— start of Data lines —
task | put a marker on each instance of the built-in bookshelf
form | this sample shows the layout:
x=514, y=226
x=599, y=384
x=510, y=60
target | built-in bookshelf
— end of Data lines —
> _Objective_: Reproduce the listing above line for line, with no changes.

> _The reply_:
task | put a marker on each instance of the built-in bookshelf
form | this sample shows the layout:
x=514, y=226
x=599, y=384
x=510, y=60
target | built-in bookshelf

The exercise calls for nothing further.